取り組む課題 |
対談の「鷲田:読んで意味がわからない」で始まり「とはヒントになるんだなって。」で終わる部分を、「メロディー」を「旋律」に改めて書き直してください。

鷲田:読んで意味がわからないのに、そのときは何かすごい真理に触れた気がしてね。前後の脈略からもわからないんですけど、それだけが気になる。そして何度も何度も読んでいるうちに少しずつわかってくる。あぁ、こういう意味で言っているのかなって。で、わかってくると、他の場面を自分で考えるときも、「そういう発想ならこう見えるんじゃないか」と広がっていく。だから哲学に惹かれてしまう。音楽も、メロディーや言葉の断片に触れて、自分が揺さぶられる。そして、ある曲が自分にとってのテーマソングみたいになってしまう。それと同じように実は人格っていうのも、メロディーの一端に触れるように、そのひとのふるまいとか、言葉遣いとか、目つきとか、そんな断片にビビッ!と来るんじゃないかなって。そんな感じってないですかね?

水野:それはすごく重要な気がします。今って、統一された自分であることをすごく求められる世の中で。たとえば、倫理的に許されないことを犯してしまったら、ずっと責め続けられる。ひとつの出来事がそのひとの断片であることが許されないというか。ずっとそのストーリーで生きていくことを求められる。だからこそてつがくカフェのように、“統一性を緩めてあげる”ことはヒントになるんだなって。

提供資料 |
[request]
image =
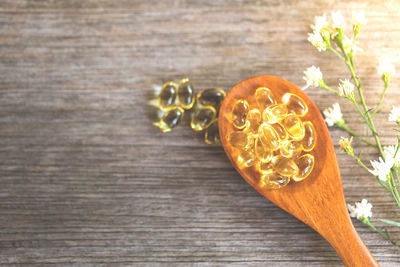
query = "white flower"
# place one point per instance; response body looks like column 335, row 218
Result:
column 382, row 168
column 361, row 210
column 316, row 40
column 358, row 20
column 338, row 21
column 313, row 76
column 346, row 88
column 349, row 44
column 395, row 114
column 389, row 152
column 386, row 70
column 333, row 115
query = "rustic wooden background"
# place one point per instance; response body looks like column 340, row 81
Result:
column 85, row 179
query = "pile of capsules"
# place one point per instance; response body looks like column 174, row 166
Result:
column 273, row 139
column 175, row 99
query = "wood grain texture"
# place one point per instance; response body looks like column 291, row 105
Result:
column 85, row 179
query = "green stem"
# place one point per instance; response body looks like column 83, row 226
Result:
column 380, row 100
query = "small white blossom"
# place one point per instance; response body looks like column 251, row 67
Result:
column 382, row 168
column 313, row 76
column 358, row 20
column 338, row 21
column 346, row 88
column 316, row 40
column 389, row 152
column 362, row 210
column 395, row 114
column 386, row 70
column 333, row 115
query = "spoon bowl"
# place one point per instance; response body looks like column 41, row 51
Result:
column 318, row 201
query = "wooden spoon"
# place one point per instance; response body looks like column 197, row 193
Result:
column 318, row 200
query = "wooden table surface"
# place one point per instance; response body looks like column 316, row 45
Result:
column 85, row 179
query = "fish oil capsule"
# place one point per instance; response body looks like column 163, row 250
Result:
column 202, row 118
column 265, row 167
column 212, row 134
column 167, row 95
column 268, row 136
column 294, row 127
column 274, row 180
column 306, row 165
column 211, row 97
column 241, row 140
column 289, row 147
column 285, row 166
column 280, row 131
column 247, row 159
column 186, row 94
column 295, row 104
column 253, row 121
column 239, row 113
column 263, row 154
column 171, row 118
column 310, row 136
column 264, row 97
column 274, row 113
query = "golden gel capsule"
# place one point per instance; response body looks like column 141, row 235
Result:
column 167, row 95
column 306, row 165
column 262, row 153
column 247, row 159
column 289, row 147
column 186, row 94
column 294, row 127
column 310, row 136
column 264, row 97
column 211, row 97
column 274, row 113
column 241, row 140
column 171, row 118
column 280, row 131
column 239, row 113
column 202, row 118
column 295, row 104
column 274, row 181
column 268, row 136
column 253, row 121
column 285, row 166
column 265, row 167
column 212, row 134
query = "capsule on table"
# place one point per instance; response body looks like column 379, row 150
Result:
column 285, row 166
column 253, row 121
column 239, row 113
column 280, row 131
column 295, row 104
column 186, row 94
column 274, row 180
column 241, row 140
column 274, row 113
column 264, row 97
column 167, row 96
column 294, row 127
column 262, row 153
column 265, row 167
column 310, row 136
column 288, row 148
column 247, row 159
column 171, row 118
column 203, row 118
column 306, row 165
column 211, row 97
column 212, row 134
column 268, row 136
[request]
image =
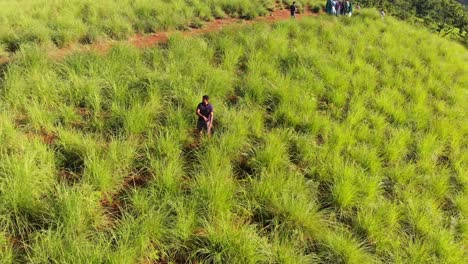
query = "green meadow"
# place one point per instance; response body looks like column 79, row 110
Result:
column 337, row 140
column 63, row 22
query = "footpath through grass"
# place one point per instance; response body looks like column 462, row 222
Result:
column 60, row 23
column 337, row 141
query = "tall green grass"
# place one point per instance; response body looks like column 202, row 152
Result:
column 336, row 141
column 61, row 23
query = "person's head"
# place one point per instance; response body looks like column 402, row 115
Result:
column 206, row 99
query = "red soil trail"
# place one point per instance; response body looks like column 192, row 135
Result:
column 146, row 41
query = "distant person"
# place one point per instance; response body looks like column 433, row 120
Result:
column 382, row 13
column 205, row 116
column 349, row 8
column 328, row 7
column 340, row 8
column 333, row 2
column 293, row 9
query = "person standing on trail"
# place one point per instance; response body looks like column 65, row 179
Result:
column 293, row 9
column 382, row 13
column 205, row 116
column 328, row 7
column 349, row 8
column 334, row 7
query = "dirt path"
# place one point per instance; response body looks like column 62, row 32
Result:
column 146, row 41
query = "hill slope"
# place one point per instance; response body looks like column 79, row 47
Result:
column 337, row 141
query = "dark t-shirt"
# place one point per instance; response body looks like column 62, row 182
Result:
column 293, row 9
column 205, row 110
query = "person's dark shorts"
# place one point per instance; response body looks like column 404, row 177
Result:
column 202, row 125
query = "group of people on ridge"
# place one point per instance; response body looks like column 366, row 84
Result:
column 339, row 7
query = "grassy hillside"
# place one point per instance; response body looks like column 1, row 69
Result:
column 337, row 141
column 59, row 22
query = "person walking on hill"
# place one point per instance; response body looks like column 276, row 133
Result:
column 328, row 7
column 349, row 8
column 293, row 9
column 382, row 13
column 205, row 116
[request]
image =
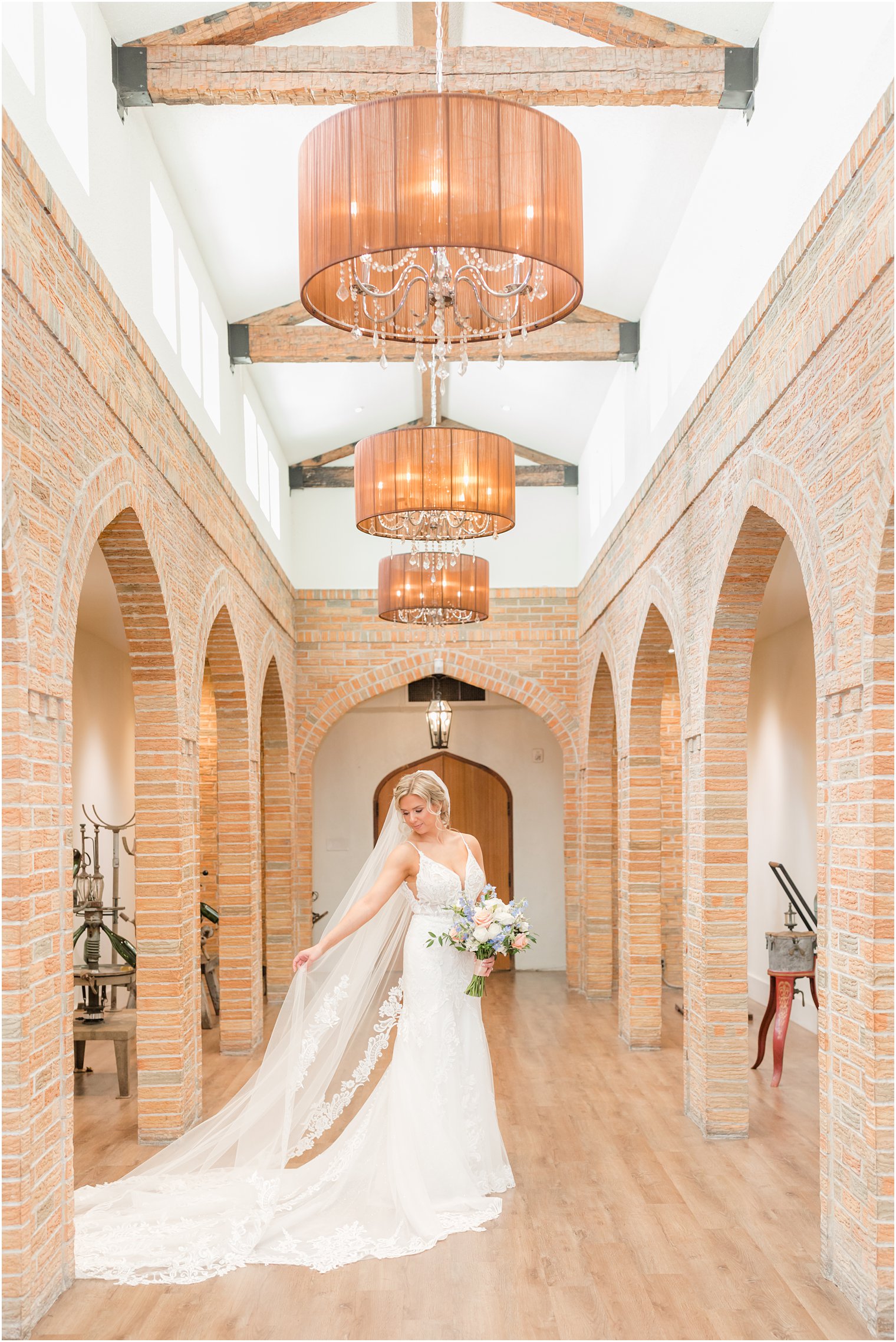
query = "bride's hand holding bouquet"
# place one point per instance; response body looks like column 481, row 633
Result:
column 489, row 928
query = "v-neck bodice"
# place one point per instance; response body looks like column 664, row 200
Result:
column 439, row 885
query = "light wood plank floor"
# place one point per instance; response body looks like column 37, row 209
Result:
column 625, row 1223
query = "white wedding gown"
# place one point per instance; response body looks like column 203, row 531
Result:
column 417, row 1163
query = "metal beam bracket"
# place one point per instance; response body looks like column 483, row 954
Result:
column 238, row 342
column 130, row 80
column 741, row 78
column 630, row 342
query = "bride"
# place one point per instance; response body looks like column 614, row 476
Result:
column 420, row 1157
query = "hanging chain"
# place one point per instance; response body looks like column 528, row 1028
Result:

本問の解答 |
鷲田:読んで意味がわからないのに、そのときは何かすごい真理に触れた気がしてね。前後の脈略からもわからないんですけど、それだけが気になる。そして何度も何度も読んでいるうちに少しずつわかってくる。あぁ、こういう意味で言っているのかなって。で、わかってくると、他の場面を自分で考えるときも、「そういう発想ならこう見えるんじゃないか」と広がっていく。だから哲学に惹かれてしまう。音楽も、旋律や言葉の断片に触れて、自分が揺さぶられる。そして、ある曲が自分にとってのテーマソングみたいになってしまう。それと同じように実は人格っていうのも、旋律の一端に触れるように、そのひとのふるまいとか、言葉遣いとか、目つきとか、そんな断片にビビッ!と来るんじゃないかなって。そんな感じってないですかね?

水野:それはすごく重要な気がします。今って、統一された自分であることをすごく求められる世の中で。たとえば、倫理的に許されないことを犯してしまったら、ずっと責め続けられる。ひとつの出来事がそのひとの断片であることが許されないというか。ずっとそのストーリーで生きていくことを求められる。だからこそてつがくカフェのように、“統一性を緩めてあげる”ことはヒントになるんだなって。